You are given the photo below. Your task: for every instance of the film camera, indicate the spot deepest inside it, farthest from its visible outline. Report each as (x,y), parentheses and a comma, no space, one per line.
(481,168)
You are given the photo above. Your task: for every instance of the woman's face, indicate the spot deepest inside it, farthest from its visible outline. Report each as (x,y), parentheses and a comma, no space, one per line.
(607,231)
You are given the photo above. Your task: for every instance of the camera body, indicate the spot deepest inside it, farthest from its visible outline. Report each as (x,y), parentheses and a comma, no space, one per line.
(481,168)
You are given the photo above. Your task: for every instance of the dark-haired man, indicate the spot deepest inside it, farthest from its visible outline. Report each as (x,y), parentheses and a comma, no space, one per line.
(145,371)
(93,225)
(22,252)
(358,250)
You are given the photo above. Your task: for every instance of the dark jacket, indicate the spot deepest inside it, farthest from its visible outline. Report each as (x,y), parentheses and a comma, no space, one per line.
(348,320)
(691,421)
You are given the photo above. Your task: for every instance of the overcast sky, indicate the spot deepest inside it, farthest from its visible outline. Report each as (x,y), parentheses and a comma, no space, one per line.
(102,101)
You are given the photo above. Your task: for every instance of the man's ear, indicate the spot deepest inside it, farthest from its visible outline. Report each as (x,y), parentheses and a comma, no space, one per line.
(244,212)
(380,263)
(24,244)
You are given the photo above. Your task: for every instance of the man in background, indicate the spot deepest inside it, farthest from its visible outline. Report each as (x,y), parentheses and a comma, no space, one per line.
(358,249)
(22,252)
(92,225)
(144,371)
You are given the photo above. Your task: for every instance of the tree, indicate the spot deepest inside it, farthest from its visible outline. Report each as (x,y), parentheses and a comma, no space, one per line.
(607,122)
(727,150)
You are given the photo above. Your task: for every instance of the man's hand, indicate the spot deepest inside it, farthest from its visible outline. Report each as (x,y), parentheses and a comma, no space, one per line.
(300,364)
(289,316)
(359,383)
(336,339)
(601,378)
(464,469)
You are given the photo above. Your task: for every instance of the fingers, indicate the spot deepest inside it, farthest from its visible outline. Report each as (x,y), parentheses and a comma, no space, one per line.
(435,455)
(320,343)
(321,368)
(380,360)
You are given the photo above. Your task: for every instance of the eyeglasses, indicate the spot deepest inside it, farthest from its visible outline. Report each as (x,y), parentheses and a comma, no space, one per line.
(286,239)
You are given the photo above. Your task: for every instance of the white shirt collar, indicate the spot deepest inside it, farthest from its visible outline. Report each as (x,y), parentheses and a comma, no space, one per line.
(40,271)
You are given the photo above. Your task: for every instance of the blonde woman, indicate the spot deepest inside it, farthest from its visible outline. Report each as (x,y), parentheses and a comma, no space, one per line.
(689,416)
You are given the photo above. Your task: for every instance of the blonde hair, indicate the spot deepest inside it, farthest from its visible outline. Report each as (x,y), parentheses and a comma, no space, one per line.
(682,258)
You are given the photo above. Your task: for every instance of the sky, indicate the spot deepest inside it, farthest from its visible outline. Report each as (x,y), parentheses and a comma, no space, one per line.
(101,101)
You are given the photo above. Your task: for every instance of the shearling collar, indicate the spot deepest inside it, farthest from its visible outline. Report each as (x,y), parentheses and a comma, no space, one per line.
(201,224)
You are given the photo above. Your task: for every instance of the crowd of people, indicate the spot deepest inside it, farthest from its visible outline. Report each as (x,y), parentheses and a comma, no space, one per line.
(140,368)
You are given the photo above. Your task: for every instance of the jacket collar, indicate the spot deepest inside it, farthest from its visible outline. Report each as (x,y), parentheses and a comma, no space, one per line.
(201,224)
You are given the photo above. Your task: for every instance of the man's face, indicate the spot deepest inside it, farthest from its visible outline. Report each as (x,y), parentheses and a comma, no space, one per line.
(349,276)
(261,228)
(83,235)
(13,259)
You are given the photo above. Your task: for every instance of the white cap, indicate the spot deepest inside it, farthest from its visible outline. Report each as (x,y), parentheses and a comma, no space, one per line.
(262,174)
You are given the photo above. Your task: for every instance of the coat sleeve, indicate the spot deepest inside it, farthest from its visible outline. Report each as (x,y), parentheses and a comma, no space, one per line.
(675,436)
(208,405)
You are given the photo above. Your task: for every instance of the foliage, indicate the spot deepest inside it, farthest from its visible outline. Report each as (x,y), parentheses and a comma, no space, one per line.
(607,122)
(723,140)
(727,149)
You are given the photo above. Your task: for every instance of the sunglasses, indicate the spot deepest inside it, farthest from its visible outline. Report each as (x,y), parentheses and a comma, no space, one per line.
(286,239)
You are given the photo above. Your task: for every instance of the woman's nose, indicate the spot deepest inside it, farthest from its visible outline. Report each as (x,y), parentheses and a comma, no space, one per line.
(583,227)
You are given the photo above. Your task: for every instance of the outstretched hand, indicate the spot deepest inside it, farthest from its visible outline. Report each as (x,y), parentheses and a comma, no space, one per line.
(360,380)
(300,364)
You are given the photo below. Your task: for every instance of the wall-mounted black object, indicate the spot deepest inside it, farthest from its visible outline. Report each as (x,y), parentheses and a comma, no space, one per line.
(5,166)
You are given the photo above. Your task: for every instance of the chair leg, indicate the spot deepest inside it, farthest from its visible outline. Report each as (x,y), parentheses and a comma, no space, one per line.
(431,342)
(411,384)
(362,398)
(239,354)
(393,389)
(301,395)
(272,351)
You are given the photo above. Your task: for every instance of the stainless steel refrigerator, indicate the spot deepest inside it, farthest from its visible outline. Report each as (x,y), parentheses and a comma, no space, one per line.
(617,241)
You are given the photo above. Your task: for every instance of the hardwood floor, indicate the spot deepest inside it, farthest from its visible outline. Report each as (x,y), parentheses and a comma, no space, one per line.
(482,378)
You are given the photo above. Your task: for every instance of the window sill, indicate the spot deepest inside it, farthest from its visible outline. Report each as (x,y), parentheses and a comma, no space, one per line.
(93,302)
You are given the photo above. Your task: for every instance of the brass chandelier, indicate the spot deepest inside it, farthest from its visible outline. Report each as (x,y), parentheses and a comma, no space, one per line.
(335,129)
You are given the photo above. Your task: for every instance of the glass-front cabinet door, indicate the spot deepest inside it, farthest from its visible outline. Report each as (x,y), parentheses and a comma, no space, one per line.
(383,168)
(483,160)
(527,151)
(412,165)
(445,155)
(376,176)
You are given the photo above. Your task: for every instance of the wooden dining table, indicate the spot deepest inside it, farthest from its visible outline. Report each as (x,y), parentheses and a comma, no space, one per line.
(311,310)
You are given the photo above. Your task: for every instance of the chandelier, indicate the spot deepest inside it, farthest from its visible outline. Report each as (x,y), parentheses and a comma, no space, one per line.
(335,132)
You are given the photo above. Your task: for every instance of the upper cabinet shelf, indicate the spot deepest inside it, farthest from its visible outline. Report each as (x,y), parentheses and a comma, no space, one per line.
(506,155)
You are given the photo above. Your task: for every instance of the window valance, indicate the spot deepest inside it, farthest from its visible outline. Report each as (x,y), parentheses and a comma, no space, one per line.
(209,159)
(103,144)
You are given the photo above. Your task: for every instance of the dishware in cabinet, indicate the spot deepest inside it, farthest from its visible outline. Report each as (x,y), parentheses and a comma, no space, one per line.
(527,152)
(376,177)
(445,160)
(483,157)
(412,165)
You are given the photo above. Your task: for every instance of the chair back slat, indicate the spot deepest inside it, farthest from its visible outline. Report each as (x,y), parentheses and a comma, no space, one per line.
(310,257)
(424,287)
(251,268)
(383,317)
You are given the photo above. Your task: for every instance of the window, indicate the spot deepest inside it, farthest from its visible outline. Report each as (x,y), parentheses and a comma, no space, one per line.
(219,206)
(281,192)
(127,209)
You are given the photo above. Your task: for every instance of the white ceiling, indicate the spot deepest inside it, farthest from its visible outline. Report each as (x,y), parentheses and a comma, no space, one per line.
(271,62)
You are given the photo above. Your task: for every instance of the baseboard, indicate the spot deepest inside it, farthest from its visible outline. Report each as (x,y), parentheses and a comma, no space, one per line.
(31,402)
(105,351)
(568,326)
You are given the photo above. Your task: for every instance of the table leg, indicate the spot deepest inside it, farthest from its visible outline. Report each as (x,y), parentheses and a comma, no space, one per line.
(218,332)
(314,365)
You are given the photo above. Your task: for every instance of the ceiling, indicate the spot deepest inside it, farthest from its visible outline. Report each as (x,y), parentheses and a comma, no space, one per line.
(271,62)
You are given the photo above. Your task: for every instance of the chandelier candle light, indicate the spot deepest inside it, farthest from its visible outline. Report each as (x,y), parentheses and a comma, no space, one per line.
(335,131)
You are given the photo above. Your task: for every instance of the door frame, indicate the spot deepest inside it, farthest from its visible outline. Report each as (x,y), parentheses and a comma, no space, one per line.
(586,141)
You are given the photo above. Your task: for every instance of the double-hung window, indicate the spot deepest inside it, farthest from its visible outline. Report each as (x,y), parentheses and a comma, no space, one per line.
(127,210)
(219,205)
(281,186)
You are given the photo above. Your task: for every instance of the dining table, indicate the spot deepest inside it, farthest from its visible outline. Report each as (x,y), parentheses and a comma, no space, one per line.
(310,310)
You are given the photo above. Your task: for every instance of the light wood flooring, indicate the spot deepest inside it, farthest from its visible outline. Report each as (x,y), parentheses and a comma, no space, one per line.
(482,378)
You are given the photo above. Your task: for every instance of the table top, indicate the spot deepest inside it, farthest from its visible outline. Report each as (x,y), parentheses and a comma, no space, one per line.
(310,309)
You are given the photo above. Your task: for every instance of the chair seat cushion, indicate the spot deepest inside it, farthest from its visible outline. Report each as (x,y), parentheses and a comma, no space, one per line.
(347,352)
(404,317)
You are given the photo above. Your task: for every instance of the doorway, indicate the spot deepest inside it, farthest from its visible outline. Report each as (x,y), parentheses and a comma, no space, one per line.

- Task brief
Could you print the lines above, exactly as written, from the line containing "table top, indicate" through the final one?

- Your response
You are given the photo above. Your task: for every instance of the table top, indicate the spot deepest inside it, farthest from its visible outline. Report each as (x,y), parentheses and a comma, no space, one per line.
(310,309)
You are given the photo above. Your task: for every instance of the chair seat cushion, indicate the spot deepest inside it, farthest from its visible outline. Report each as (x,y), parentheses and a comma, no space, one per line.
(347,352)
(404,317)
You are given the photo above. Your task: for every instance of the doorway, indicate the spot deepest inside it, farthest from its visible outline. Report each as (x,y), parentheses and a comma, no space, one per line.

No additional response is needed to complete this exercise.